■ Exercise: Which of the lines in the data mention the string "power"? List them all.

── Source information ──

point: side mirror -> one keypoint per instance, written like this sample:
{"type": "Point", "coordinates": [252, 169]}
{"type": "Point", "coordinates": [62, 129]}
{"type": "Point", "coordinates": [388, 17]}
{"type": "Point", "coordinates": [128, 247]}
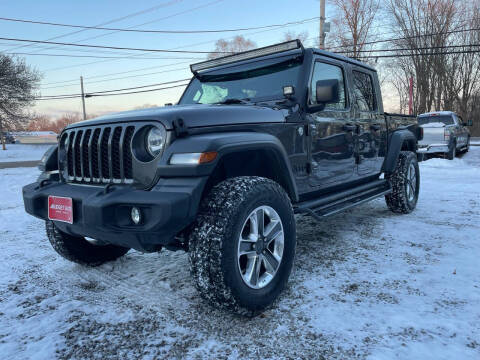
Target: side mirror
{"type": "Point", "coordinates": [327, 91]}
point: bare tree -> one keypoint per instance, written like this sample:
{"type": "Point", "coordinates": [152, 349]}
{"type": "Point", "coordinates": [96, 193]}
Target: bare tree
{"type": "Point", "coordinates": [236, 45]}
{"type": "Point", "coordinates": [18, 85]}
{"type": "Point", "coordinates": [424, 26]}
{"type": "Point", "coordinates": [66, 120]}
{"type": "Point", "coordinates": [40, 123]}
{"type": "Point", "coordinates": [353, 22]}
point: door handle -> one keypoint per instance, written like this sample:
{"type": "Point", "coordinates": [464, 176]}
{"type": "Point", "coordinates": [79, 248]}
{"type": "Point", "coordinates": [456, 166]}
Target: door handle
{"type": "Point", "coordinates": [349, 127]}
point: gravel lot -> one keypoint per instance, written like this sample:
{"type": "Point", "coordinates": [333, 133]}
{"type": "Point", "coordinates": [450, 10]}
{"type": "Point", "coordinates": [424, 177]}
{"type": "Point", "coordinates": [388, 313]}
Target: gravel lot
{"type": "Point", "coordinates": [367, 284]}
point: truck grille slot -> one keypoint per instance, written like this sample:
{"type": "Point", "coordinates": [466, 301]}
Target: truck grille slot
{"type": "Point", "coordinates": [98, 154]}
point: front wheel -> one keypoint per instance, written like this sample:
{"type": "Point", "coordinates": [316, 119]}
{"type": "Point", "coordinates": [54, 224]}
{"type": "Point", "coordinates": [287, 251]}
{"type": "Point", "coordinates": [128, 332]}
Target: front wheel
{"type": "Point", "coordinates": [242, 245]}
{"type": "Point", "coordinates": [405, 182]}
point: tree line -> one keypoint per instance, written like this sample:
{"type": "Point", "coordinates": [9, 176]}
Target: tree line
{"type": "Point", "coordinates": [435, 43]}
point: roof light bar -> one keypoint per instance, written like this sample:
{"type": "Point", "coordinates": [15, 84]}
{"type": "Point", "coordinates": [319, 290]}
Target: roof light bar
{"type": "Point", "coordinates": [267, 50]}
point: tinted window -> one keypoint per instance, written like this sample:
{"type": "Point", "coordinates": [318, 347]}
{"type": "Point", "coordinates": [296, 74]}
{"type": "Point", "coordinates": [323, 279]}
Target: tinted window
{"type": "Point", "coordinates": [436, 119]}
{"type": "Point", "coordinates": [364, 91]}
{"type": "Point", "coordinates": [324, 71]}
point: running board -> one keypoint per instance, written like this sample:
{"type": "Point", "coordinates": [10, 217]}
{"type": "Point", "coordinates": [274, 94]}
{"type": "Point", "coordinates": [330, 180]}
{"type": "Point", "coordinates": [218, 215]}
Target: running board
{"type": "Point", "coordinates": [332, 204]}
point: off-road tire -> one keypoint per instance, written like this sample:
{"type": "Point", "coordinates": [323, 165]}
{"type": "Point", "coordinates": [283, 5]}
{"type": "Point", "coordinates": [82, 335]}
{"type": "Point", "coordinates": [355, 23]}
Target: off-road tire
{"type": "Point", "coordinates": [79, 250]}
{"type": "Point", "coordinates": [452, 153]}
{"type": "Point", "coordinates": [214, 239]}
{"type": "Point", "coordinates": [468, 145]}
{"type": "Point", "coordinates": [397, 201]}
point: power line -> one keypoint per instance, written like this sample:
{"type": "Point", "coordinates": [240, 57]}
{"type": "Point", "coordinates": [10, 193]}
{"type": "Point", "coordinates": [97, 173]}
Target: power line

───

■ Solved exercise:
point: power line -> one keypoint per instance, written like this sample:
Target: power line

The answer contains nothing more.